## begin Document
Qualifying Activities for Software Development

R&D must seek an advance in overall knowledge or capability in science or technology — not just your company's own knowledge.

What qualifies:

  • Developing novel algorithms or data structures
  • Solving performance problems where no known solution exists
  • Creating new frameworks or architectures that advance the field
  • AI/ML model development with genuine technological uncertainty
  • Resolving interoperability challenges at the technology level
  • Pure mathematics research (newly qualifying from April 2024)

What does NOT qualify:

  • Using existing frameworks/libraries in standard ways
  • UI/UX design and cosmetic improvements
  • Routine software development or bug fixing
  • System-level uncertainty (e.g., "will the product sell?")
  • Features described by commercial function rather than technical challenge
  • Configuration, deployment, or DevOps work

HMRC's test: Focus on the technical input (the engineering challenge), not the commercial output (the product feature). The uncertainty must be at the technology level, not the system level.

Claim Process

  1. Claim Notification: Submit to HMRC within 6 months of accounting period end (mandatory for first-time/lapsed claimants)
## end Document
Direction A —
List every activity that the software R&D guidance says does not qualify.
Direction B —
Answer these questions from the software R&D guidance:
(i) From when does pure mathematics research newly qualify?
(ii) What does HMRC's test focus on?
(iii) Within what time must a claim notification be submitted to HMRC?
## begin Extracted entries
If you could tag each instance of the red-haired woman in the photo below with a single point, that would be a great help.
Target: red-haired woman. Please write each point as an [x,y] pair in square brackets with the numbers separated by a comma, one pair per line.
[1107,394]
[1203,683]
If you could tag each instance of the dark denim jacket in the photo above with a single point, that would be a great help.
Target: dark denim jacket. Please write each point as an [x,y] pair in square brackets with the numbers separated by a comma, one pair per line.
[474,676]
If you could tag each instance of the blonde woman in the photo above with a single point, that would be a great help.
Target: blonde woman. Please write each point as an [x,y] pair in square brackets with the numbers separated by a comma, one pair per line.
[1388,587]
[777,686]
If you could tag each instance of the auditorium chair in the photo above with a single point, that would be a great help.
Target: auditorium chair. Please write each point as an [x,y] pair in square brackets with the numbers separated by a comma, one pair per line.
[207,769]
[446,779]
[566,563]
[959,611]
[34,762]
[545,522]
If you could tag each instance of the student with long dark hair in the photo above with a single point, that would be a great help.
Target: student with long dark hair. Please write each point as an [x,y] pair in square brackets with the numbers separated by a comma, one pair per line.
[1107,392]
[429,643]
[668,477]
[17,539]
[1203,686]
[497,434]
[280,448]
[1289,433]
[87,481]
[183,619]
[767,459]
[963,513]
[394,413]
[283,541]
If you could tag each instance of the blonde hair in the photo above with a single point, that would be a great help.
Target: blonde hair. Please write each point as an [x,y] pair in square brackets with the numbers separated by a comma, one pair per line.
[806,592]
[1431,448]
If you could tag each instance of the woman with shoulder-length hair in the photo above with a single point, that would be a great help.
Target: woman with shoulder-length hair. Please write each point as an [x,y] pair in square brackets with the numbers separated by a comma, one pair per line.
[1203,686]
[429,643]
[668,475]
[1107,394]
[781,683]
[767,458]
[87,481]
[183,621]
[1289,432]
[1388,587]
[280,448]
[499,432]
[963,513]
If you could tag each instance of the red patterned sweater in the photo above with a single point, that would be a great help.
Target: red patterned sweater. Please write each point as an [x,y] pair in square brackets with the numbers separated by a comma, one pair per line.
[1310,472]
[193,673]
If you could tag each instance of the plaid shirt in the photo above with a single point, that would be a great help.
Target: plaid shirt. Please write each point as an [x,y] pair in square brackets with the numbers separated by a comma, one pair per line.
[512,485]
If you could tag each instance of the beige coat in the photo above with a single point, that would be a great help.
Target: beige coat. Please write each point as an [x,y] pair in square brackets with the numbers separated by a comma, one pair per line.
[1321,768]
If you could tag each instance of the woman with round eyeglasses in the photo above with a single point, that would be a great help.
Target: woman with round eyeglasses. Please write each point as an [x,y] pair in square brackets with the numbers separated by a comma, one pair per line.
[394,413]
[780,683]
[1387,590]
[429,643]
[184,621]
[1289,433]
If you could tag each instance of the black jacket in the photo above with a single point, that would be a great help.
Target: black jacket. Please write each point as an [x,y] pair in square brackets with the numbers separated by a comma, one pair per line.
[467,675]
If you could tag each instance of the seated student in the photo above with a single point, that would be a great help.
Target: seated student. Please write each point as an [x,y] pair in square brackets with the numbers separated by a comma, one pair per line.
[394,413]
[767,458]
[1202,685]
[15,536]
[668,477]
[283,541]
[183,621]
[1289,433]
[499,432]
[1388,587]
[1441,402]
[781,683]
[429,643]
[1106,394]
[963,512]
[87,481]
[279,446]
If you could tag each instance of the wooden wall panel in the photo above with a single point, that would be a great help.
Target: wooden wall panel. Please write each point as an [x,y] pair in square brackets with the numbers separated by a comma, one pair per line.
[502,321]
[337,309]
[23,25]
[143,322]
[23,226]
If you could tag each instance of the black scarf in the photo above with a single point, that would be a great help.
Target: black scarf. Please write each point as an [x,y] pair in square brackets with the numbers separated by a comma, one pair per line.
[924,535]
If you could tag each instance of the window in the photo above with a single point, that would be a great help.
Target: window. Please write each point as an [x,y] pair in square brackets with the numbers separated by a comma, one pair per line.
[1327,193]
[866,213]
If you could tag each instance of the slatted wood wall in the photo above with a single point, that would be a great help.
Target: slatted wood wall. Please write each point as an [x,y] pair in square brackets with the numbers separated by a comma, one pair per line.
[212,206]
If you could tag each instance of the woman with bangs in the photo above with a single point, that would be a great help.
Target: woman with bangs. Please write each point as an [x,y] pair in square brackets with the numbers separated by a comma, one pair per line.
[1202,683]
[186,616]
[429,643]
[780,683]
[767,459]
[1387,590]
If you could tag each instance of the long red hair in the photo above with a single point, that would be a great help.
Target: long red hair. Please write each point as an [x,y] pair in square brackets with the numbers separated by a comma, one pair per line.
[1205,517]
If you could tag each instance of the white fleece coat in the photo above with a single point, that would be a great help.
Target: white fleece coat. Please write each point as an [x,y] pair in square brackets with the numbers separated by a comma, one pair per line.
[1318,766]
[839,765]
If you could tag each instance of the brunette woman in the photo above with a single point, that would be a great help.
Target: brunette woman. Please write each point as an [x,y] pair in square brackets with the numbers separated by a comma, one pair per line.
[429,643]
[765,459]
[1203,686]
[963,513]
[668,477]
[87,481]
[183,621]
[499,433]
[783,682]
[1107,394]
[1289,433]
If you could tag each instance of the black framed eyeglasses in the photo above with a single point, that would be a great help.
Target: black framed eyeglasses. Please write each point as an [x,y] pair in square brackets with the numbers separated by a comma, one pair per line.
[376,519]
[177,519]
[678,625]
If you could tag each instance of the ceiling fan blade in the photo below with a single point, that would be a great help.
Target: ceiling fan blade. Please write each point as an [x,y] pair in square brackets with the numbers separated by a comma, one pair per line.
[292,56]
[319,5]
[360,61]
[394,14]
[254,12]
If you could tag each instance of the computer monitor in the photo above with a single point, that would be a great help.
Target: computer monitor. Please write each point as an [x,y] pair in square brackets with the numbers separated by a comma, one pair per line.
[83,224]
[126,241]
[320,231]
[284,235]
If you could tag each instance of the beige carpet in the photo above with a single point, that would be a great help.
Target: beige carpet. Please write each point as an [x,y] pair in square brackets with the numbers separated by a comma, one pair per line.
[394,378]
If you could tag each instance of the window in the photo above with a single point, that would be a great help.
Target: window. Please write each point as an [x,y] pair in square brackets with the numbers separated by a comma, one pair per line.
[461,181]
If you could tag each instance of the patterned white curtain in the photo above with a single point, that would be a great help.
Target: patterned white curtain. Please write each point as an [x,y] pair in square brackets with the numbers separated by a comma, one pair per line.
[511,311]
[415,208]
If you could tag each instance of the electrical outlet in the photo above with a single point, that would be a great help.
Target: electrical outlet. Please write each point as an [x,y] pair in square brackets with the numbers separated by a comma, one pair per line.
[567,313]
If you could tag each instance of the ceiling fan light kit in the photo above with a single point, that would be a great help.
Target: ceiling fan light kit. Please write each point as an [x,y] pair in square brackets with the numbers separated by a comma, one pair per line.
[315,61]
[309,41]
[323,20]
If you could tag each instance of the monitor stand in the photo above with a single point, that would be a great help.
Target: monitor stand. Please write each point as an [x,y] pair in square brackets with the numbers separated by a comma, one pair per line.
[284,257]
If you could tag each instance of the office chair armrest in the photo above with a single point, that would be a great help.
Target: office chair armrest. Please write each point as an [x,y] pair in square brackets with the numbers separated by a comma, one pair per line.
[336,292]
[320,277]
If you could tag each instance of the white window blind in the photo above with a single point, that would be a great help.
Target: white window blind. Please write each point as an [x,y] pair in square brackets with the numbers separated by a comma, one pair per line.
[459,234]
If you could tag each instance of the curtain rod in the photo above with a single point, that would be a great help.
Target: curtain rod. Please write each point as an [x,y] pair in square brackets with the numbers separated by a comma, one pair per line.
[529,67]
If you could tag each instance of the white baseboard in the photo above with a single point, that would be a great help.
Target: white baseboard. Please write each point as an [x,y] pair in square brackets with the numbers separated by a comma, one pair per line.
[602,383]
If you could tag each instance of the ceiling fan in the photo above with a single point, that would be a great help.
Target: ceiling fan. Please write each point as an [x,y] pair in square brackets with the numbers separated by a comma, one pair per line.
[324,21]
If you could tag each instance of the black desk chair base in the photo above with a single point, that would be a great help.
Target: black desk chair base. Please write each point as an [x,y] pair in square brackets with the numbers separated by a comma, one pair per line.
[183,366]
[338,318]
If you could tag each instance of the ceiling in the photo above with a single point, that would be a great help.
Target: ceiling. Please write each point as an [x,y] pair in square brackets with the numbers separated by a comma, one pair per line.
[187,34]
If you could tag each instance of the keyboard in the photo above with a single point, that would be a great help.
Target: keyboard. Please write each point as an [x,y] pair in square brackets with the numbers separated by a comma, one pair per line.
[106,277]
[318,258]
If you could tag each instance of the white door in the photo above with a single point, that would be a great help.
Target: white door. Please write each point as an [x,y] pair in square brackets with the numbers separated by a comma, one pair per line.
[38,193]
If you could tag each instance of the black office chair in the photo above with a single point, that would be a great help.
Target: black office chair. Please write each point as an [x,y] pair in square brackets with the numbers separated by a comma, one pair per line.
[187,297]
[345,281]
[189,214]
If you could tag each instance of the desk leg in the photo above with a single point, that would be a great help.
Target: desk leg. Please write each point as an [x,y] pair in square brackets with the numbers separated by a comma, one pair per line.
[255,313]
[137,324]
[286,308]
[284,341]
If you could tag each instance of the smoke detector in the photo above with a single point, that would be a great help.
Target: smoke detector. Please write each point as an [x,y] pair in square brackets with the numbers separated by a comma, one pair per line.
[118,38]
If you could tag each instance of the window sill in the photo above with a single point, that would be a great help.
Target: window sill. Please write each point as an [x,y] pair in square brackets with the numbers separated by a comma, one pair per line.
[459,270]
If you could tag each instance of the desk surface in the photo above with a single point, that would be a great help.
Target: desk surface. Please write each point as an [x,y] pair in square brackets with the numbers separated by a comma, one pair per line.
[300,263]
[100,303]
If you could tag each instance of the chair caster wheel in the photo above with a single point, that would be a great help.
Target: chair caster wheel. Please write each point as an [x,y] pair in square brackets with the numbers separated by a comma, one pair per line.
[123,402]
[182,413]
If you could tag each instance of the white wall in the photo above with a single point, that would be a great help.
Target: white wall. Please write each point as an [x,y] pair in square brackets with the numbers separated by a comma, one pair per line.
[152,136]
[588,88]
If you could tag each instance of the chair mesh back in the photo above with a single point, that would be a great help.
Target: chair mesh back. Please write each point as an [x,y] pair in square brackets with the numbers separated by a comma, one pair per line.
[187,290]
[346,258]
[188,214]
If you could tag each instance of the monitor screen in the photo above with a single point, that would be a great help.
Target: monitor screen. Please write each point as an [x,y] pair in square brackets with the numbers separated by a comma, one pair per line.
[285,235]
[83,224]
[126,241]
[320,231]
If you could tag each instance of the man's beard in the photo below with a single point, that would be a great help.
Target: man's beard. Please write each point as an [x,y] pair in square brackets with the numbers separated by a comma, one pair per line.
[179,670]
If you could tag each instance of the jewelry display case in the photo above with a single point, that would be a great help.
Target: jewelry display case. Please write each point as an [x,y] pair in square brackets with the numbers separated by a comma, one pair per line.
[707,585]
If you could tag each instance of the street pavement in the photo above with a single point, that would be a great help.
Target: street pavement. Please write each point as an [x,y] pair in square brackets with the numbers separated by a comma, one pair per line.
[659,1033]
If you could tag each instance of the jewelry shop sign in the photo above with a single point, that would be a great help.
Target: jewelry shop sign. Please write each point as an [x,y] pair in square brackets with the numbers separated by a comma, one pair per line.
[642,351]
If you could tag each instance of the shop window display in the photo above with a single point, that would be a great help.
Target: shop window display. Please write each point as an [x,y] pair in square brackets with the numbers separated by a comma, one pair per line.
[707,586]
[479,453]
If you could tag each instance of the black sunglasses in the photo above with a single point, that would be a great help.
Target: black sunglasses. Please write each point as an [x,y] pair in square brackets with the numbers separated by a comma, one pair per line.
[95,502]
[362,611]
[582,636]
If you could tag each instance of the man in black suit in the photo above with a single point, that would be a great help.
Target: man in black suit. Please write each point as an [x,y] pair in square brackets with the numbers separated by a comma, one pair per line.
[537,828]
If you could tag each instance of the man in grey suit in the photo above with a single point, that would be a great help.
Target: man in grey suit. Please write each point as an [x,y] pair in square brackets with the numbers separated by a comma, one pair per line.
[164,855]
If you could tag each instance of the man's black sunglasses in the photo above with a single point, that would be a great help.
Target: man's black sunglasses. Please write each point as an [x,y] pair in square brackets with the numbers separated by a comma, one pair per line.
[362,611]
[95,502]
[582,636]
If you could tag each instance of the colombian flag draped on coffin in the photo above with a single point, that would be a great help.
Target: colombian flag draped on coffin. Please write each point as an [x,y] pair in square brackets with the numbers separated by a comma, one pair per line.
## end Extracted entries
Output A —
- Using existing frameworks/libraries in standard ways
- UI/UX design and cosmetic improvements
- Routine software development or bug fixing
- System-level uncertainty (e.g., "will the product sell?")
- Features described by commercial function rather than technical challenge
- Configuration, deployment, or DevOps work

Output B —
(i) April 2024.
(ii) The technical input (the engineering challenge), not the commercial output (the product feature).
(iii) Within 6 months of the end of the accounting period.